_提供データ:_
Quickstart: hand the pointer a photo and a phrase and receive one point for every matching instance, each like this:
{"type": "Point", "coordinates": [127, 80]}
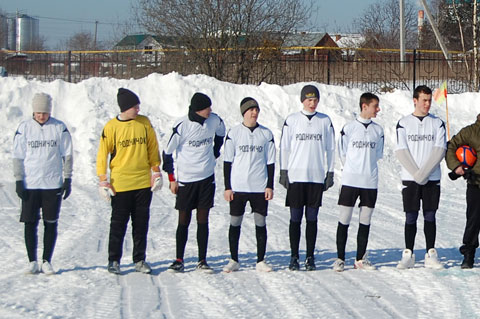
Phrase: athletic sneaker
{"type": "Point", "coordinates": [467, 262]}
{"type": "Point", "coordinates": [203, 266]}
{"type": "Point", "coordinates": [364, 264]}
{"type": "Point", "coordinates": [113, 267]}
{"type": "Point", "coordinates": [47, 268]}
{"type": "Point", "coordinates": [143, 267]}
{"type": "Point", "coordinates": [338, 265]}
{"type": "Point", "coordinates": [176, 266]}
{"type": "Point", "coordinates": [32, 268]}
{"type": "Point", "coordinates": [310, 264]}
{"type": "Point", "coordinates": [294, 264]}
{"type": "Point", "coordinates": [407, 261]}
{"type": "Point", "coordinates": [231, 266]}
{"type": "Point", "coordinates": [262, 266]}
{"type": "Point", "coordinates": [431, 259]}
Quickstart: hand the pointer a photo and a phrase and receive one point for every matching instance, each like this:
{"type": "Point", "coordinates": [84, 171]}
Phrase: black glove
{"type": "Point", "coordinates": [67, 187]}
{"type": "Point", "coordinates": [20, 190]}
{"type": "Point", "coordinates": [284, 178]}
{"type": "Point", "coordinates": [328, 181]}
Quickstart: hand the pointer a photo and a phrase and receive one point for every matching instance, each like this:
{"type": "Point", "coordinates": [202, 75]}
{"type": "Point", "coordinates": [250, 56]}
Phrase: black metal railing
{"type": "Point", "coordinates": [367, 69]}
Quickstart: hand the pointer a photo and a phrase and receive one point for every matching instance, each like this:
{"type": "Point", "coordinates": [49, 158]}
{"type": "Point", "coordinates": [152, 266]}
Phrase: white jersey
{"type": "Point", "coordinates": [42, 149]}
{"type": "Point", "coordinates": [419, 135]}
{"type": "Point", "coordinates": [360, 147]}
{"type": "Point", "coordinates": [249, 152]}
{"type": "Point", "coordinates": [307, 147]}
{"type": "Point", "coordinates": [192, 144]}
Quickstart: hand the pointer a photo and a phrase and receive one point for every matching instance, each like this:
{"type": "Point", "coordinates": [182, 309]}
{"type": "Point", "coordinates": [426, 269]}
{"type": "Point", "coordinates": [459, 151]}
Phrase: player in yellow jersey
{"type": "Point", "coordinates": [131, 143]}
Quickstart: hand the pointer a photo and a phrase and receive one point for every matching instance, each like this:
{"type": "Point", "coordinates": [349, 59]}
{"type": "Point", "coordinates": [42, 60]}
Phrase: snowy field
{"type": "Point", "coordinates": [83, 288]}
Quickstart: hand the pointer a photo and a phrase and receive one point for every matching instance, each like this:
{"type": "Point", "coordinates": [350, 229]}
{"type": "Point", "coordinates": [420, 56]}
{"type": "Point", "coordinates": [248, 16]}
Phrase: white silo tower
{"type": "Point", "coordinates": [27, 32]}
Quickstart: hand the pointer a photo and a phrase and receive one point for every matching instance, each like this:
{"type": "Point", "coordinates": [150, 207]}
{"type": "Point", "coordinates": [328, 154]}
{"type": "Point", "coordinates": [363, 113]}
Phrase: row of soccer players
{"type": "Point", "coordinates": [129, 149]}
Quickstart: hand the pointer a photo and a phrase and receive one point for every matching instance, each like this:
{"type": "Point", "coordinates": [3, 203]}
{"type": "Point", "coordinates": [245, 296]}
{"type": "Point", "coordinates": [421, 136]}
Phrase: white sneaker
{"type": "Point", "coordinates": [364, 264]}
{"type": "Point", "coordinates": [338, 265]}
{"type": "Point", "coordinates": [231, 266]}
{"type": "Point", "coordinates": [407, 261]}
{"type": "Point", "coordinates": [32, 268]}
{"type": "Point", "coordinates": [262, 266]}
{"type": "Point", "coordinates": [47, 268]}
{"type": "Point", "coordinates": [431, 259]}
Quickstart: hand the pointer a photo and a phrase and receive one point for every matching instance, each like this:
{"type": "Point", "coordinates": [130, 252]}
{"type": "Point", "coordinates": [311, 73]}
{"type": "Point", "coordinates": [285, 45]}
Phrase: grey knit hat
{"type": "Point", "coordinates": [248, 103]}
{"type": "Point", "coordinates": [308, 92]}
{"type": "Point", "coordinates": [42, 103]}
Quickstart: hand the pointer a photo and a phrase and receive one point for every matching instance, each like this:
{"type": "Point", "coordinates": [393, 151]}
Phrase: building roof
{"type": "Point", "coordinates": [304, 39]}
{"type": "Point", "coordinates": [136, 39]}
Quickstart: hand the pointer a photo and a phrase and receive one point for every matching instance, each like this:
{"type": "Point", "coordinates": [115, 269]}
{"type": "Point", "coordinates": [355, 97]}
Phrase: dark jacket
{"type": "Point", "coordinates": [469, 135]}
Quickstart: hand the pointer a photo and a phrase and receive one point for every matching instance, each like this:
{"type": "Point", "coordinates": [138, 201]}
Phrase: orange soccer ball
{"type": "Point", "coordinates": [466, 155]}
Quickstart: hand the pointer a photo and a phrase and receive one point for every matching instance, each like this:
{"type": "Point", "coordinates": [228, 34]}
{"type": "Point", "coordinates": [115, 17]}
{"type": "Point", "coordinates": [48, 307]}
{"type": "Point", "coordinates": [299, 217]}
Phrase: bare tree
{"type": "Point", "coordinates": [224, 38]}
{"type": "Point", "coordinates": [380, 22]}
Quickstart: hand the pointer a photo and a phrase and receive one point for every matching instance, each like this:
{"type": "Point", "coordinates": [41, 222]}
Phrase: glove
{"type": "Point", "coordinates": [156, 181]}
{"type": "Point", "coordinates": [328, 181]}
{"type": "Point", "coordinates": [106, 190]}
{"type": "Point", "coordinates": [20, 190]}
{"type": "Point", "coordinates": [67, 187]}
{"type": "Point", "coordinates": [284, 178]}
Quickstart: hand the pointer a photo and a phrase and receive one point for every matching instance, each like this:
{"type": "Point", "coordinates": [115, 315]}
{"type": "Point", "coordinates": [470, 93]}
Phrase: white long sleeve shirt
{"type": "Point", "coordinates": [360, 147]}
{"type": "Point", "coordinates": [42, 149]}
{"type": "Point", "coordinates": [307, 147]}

_目標:_
上の行から、文字列「soccer」を含む行をすべて抜き出す。大文字と小文字は区別する。

_解答:_
Phrase: row of soccer players
Phrase: orange soccer ball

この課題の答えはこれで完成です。